Stored data entries:

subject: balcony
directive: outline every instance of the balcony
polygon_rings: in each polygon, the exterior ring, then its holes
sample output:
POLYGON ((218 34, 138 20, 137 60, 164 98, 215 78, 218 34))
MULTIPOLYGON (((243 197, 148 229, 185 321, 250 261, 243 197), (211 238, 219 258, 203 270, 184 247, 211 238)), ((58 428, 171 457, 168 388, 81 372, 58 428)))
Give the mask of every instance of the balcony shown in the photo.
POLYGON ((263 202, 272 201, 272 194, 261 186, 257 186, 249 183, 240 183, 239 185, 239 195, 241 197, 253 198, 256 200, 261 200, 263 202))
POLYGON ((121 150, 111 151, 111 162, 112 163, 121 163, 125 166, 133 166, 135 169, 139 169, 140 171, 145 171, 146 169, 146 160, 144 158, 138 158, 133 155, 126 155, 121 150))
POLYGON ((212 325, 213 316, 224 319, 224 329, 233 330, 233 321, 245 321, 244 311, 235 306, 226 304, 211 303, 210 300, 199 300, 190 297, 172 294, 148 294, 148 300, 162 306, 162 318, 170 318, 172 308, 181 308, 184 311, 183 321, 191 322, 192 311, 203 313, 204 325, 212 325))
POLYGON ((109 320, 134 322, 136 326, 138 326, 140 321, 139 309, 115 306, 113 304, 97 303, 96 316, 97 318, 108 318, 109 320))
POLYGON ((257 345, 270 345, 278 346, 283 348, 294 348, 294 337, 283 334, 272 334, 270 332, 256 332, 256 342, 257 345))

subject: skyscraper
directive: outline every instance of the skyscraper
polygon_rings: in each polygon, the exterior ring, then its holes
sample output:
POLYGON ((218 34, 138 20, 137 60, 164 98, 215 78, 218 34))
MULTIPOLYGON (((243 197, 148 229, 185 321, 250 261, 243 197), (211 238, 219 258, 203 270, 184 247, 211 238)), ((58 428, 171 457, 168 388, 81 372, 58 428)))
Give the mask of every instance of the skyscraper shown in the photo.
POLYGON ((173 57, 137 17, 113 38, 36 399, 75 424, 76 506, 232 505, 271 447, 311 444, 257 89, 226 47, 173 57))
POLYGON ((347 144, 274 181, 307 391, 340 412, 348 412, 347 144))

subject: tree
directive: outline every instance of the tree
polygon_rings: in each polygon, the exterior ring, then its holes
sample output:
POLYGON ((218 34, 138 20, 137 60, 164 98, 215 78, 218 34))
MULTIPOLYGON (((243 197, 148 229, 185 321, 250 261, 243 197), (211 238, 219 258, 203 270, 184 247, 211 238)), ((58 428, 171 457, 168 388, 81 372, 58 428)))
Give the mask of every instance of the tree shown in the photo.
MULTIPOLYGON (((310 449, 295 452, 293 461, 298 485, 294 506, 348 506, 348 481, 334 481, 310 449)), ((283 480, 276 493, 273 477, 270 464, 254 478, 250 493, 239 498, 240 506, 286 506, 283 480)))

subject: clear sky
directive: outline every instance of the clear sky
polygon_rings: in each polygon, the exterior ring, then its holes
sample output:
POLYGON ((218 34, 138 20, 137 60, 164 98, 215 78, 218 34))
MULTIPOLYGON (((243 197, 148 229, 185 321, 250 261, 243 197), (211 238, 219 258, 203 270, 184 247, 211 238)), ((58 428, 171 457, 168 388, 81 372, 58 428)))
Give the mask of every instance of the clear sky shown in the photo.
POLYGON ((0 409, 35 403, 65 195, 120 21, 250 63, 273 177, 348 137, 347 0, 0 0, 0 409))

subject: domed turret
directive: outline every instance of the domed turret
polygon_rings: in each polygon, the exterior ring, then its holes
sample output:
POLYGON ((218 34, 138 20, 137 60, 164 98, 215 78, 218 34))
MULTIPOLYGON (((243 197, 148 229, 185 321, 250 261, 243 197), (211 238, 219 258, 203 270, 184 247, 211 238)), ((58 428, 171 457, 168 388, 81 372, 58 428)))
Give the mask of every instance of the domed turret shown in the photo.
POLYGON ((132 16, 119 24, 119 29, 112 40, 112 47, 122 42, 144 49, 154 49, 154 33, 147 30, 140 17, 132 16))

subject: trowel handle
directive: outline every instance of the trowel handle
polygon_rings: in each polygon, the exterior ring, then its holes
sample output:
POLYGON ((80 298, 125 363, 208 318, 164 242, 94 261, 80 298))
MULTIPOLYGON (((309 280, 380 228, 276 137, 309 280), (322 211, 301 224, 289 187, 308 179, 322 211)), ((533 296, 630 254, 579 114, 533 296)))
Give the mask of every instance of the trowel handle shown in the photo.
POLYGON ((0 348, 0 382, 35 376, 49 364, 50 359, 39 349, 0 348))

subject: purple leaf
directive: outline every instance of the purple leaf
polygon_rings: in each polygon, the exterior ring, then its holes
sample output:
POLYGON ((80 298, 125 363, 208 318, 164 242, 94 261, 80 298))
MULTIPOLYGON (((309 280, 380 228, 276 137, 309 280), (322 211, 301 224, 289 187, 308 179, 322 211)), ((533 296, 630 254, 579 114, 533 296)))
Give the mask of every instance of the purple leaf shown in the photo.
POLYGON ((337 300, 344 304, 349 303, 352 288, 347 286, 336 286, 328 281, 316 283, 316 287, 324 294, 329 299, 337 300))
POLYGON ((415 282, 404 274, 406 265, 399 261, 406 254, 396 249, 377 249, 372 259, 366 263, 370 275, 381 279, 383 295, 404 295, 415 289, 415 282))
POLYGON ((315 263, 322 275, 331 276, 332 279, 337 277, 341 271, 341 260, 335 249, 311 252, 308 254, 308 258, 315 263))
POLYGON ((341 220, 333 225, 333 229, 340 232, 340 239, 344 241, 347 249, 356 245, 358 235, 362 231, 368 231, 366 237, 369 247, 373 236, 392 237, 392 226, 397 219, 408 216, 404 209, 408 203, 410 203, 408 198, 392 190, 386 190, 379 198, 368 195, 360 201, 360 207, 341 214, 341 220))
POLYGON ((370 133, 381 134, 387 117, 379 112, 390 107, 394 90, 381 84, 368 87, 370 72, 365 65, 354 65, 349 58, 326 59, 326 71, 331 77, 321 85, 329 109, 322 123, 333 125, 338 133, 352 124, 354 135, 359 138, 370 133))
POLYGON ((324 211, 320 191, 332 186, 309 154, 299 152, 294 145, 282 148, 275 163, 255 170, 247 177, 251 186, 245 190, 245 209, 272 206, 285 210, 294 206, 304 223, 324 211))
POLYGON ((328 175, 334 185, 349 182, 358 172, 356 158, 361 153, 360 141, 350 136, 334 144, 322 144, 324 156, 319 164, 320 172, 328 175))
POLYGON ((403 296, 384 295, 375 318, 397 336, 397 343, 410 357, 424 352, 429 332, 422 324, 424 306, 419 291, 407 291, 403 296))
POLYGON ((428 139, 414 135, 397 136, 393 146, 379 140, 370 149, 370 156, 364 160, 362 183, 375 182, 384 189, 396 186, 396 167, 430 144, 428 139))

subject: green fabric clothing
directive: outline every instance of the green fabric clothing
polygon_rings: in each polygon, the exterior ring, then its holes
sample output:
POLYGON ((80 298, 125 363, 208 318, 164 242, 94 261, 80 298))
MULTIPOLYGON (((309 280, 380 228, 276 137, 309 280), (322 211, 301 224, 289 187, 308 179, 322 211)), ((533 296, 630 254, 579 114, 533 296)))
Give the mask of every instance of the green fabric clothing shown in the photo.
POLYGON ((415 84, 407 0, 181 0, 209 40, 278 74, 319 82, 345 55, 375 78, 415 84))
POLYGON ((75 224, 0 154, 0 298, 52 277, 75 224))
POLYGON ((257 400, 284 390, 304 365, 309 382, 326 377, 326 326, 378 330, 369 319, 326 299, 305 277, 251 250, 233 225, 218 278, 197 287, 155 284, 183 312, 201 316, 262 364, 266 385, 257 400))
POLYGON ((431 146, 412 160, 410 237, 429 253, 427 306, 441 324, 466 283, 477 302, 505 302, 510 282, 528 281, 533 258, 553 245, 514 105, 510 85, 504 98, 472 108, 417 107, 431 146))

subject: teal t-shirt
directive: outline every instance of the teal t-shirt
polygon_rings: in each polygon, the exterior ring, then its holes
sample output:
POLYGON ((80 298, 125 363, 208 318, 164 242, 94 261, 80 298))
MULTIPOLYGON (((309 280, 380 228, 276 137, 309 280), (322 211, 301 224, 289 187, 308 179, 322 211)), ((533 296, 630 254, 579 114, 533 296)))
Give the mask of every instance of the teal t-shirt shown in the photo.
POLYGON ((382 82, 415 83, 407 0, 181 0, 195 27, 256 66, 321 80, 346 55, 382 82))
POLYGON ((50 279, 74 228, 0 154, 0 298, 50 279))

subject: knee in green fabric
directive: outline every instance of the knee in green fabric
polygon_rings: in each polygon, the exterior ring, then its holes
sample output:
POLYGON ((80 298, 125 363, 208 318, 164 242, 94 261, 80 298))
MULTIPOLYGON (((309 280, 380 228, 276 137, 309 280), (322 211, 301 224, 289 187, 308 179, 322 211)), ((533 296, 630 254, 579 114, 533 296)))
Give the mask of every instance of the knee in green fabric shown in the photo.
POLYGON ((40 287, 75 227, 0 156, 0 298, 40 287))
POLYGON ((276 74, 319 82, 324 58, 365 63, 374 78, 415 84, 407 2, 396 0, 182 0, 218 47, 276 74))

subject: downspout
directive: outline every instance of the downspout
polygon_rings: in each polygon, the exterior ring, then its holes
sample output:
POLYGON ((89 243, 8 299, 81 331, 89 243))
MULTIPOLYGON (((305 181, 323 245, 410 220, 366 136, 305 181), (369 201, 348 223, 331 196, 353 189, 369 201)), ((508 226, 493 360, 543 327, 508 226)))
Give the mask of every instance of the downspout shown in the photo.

* GIVEN EXERCISE: Exactly repeat the lines from the line that contains "subject: teal t-shirt" to the end of the entries, both included, and leave out all other lines.

* SOLUTION:
subject: teal t-shirt
directive: outline every instance of the teal t-shirt
polygon_rings: in each polygon, the exterior ring, then its holes
sample output:
POLYGON ((80 298, 125 363, 208 318, 164 242, 94 261, 80 298))
MULTIPOLYGON (((309 280, 380 228, 276 137, 309 280), (322 211, 301 224, 289 187, 308 179, 322 211)), ((533 296, 630 254, 579 114, 533 296)))
Give the mask of every instance of the teal t-shirt shown in the photo.
POLYGON ((382 82, 415 83, 407 0, 181 0, 195 27, 256 66, 321 80, 346 55, 382 82))
POLYGON ((50 279, 74 228, 0 154, 0 298, 50 279))

subject: knee in green fabric
directive: outline every instance of the knee in green fabric
polygon_rings: in each polygon, the exterior ring, then its holes
sample output:
POLYGON ((80 298, 125 363, 208 318, 164 242, 94 261, 80 298))
MULTIPOLYGON (((309 280, 380 228, 276 137, 309 280), (322 211, 301 224, 289 187, 308 179, 322 211)), ((533 296, 630 254, 579 114, 533 296)))
Give the mask of every instance of the knee in green fabric shown in the photo.
POLYGON ((40 287, 75 227, 0 156, 0 298, 40 287))
POLYGON ((276 74, 319 82, 324 58, 365 63, 374 78, 415 84, 407 2, 396 0, 182 0, 218 47, 276 74))

subject: downspout
directive: outline every instance of the downspout
polygon_rings: in each polygon, the exterior ring, then its holes
sample output:
POLYGON ((89 243, 8 299, 81 331, 89 243))
MULTIPOLYGON (((305 181, 323 245, 410 220, 366 136, 305 181), (369 201, 348 223, 331 196, 353 189, 369 201)), ((508 226, 493 360, 543 327, 508 226)))
Give the mask of every instance of the downspout shown in the photo.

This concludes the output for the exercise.